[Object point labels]
==================================================
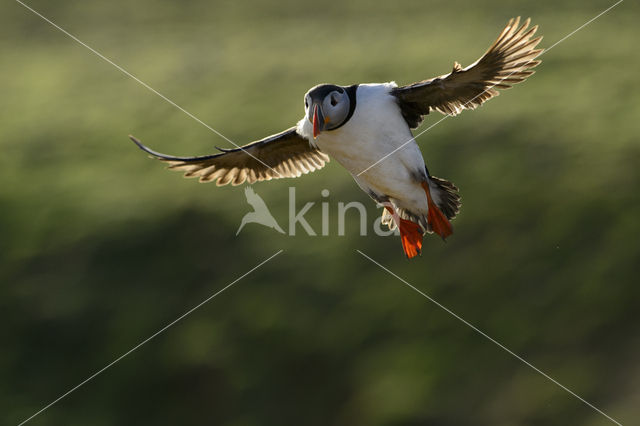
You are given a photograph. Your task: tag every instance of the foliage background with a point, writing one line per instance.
(100, 247)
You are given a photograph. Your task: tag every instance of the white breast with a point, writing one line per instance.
(375, 130)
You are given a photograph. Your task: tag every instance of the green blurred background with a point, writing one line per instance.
(100, 247)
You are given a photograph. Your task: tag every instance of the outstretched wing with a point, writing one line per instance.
(285, 154)
(508, 61)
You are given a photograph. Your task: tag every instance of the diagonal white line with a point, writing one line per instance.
(127, 73)
(500, 345)
(149, 338)
(490, 87)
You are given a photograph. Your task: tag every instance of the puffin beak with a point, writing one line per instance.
(316, 121)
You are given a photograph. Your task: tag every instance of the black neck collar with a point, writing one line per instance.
(351, 92)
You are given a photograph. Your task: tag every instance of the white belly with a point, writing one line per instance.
(377, 134)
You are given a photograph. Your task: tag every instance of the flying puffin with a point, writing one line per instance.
(367, 129)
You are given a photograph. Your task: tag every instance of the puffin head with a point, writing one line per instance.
(327, 107)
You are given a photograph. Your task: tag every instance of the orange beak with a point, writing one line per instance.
(316, 130)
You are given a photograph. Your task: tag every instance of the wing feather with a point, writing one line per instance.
(508, 61)
(286, 154)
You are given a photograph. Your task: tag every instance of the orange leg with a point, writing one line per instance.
(410, 235)
(438, 221)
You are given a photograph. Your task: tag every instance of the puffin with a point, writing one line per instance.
(367, 128)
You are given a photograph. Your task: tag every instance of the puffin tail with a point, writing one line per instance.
(443, 202)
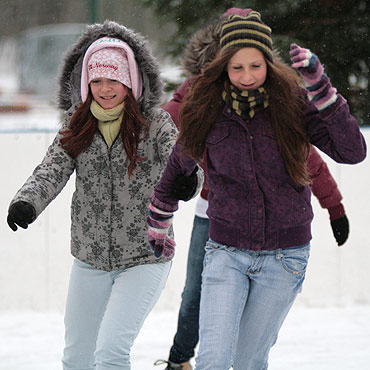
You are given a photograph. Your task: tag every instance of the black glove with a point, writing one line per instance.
(185, 186)
(340, 228)
(22, 214)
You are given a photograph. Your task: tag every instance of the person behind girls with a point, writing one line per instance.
(117, 139)
(249, 114)
(200, 51)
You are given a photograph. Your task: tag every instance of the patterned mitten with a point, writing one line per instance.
(319, 89)
(22, 214)
(159, 223)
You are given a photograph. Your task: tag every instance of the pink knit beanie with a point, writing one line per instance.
(110, 58)
(109, 63)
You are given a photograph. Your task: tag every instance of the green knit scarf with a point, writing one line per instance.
(247, 102)
(109, 120)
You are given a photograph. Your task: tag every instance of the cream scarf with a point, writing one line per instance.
(109, 120)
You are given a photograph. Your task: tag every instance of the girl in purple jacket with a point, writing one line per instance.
(255, 122)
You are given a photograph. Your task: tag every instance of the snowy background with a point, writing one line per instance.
(327, 329)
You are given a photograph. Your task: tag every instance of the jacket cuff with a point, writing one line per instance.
(336, 212)
(162, 205)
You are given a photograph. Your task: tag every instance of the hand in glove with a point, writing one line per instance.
(185, 186)
(319, 88)
(22, 214)
(340, 228)
(159, 223)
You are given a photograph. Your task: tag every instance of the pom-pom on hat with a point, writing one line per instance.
(109, 63)
(249, 31)
(109, 43)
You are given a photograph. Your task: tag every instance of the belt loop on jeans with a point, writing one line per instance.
(279, 254)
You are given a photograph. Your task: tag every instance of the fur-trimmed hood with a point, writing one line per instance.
(202, 47)
(69, 92)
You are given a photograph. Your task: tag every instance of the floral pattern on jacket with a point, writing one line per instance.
(109, 209)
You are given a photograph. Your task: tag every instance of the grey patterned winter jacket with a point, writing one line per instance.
(108, 213)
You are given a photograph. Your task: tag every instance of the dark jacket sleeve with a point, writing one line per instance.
(178, 164)
(173, 108)
(336, 132)
(324, 186)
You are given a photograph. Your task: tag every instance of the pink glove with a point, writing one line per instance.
(317, 83)
(159, 222)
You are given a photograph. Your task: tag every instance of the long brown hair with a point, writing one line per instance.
(286, 101)
(83, 126)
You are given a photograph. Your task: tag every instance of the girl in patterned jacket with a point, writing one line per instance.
(248, 112)
(117, 139)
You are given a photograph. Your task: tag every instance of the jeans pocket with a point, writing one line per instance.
(295, 260)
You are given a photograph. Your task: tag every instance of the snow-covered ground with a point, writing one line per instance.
(311, 339)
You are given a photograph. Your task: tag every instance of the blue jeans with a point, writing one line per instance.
(105, 312)
(187, 336)
(246, 296)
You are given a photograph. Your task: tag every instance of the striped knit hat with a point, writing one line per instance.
(248, 31)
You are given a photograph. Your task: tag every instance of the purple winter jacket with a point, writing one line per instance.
(253, 202)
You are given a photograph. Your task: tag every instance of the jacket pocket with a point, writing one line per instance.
(295, 260)
(217, 135)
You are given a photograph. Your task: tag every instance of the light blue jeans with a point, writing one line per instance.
(105, 312)
(245, 298)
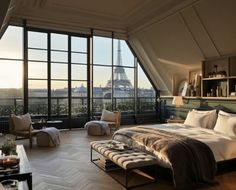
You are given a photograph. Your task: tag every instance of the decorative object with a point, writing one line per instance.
(183, 85)
(177, 101)
(9, 147)
(194, 88)
(9, 161)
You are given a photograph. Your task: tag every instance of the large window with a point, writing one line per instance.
(79, 76)
(11, 72)
(37, 73)
(58, 84)
(102, 74)
(59, 74)
(146, 100)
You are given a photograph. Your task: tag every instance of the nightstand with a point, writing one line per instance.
(175, 120)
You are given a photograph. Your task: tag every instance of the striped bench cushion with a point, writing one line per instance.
(127, 158)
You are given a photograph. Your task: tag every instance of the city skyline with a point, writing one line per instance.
(11, 74)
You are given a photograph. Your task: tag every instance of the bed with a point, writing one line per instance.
(169, 142)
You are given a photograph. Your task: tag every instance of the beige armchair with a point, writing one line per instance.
(21, 127)
(112, 119)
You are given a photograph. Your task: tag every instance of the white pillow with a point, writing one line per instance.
(21, 123)
(226, 123)
(108, 116)
(196, 120)
(212, 116)
(204, 119)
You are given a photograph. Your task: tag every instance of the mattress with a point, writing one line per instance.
(222, 146)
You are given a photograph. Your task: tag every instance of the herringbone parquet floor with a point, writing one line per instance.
(68, 167)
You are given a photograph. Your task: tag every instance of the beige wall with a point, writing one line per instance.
(172, 46)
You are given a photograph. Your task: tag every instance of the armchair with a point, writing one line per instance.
(21, 126)
(112, 119)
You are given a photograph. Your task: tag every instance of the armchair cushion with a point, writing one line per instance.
(21, 123)
(108, 116)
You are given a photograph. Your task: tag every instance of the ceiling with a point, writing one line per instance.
(170, 37)
(120, 16)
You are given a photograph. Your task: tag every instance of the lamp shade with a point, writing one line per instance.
(178, 101)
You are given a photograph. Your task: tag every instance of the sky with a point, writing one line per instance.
(11, 72)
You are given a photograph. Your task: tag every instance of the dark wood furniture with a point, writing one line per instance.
(219, 77)
(175, 120)
(24, 173)
(127, 159)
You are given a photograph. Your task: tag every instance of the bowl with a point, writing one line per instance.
(9, 161)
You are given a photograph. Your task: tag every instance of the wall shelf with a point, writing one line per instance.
(216, 85)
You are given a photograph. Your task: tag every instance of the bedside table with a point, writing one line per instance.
(175, 120)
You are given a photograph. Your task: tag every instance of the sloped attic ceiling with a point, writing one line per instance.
(170, 37)
(172, 45)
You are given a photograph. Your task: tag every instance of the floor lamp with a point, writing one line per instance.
(177, 101)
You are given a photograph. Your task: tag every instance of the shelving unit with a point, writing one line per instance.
(219, 77)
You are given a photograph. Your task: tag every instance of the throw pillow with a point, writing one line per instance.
(108, 116)
(212, 117)
(196, 120)
(226, 124)
(22, 122)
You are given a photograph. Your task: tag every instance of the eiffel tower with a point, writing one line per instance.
(120, 80)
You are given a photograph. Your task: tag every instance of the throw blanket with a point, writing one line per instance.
(192, 162)
(53, 133)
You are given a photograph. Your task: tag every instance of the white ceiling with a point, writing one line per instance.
(121, 16)
(170, 37)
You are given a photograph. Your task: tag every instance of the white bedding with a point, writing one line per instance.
(222, 146)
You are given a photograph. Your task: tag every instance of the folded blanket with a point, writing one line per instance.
(192, 162)
(54, 134)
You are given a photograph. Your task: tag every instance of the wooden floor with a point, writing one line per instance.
(68, 167)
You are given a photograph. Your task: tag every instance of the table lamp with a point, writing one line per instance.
(177, 101)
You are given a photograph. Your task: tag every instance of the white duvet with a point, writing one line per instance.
(222, 146)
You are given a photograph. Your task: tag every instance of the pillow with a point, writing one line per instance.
(196, 119)
(226, 123)
(204, 119)
(21, 123)
(108, 116)
(212, 116)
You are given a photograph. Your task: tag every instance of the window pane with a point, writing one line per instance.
(11, 43)
(11, 74)
(59, 88)
(146, 93)
(101, 103)
(101, 76)
(102, 50)
(79, 44)
(123, 82)
(59, 56)
(59, 106)
(38, 106)
(79, 72)
(79, 106)
(59, 71)
(125, 104)
(37, 70)
(145, 88)
(37, 40)
(37, 55)
(79, 58)
(9, 105)
(37, 88)
(59, 42)
(79, 89)
(122, 54)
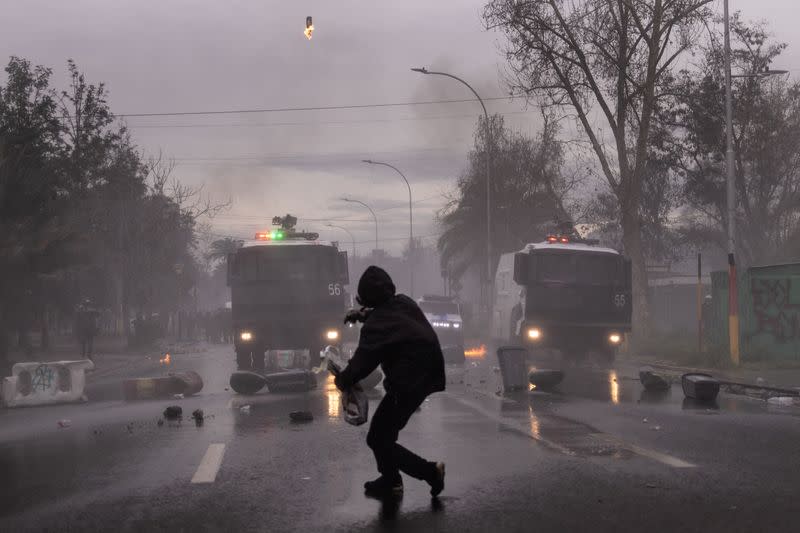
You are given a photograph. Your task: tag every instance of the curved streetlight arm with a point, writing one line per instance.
(373, 216)
(423, 70)
(352, 238)
(410, 219)
(408, 186)
(489, 280)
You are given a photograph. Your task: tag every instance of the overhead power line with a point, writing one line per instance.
(309, 108)
(319, 122)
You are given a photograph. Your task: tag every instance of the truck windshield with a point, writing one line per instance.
(440, 308)
(578, 268)
(295, 263)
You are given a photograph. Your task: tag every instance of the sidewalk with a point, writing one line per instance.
(771, 376)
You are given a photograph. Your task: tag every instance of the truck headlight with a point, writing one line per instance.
(534, 334)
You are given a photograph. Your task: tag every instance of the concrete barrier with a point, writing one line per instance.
(186, 383)
(35, 383)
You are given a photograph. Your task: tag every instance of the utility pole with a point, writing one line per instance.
(411, 251)
(489, 284)
(373, 216)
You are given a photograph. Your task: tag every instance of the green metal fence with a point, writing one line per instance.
(769, 312)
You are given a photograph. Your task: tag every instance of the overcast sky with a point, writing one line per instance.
(200, 55)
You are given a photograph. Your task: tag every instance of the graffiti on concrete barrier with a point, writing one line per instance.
(775, 312)
(42, 378)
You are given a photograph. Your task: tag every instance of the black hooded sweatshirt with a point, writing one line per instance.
(397, 336)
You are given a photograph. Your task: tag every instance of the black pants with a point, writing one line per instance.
(390, 417)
==================================================
Stated exercise:
Give back the lines of the listing from the one with "the green metal" through the end, both included, exactly as written and with nothing added.

The answer:
You are given a photograph. Your task: tag every instance of the green metal fence with a point, writing one line per instance.
(769, 312)
You are given a photograph. Your task: tag every instance of the overcast sky with a point, writing one line per instance.
(200, 55)
You are given a photograph. Your task: tag every instance of the graffiti on concrete barrier with a point, writing one line per instance.
(775, 312)
(42, 378)
You are given a photograph. Your task: tag every instance of the black hooded sweatshirt with a point, writing one line per instance.
(397, 336)
You are given a photograph. Your task: tag every instance of the black pants with a point, writing one line per instance.
(390, 417)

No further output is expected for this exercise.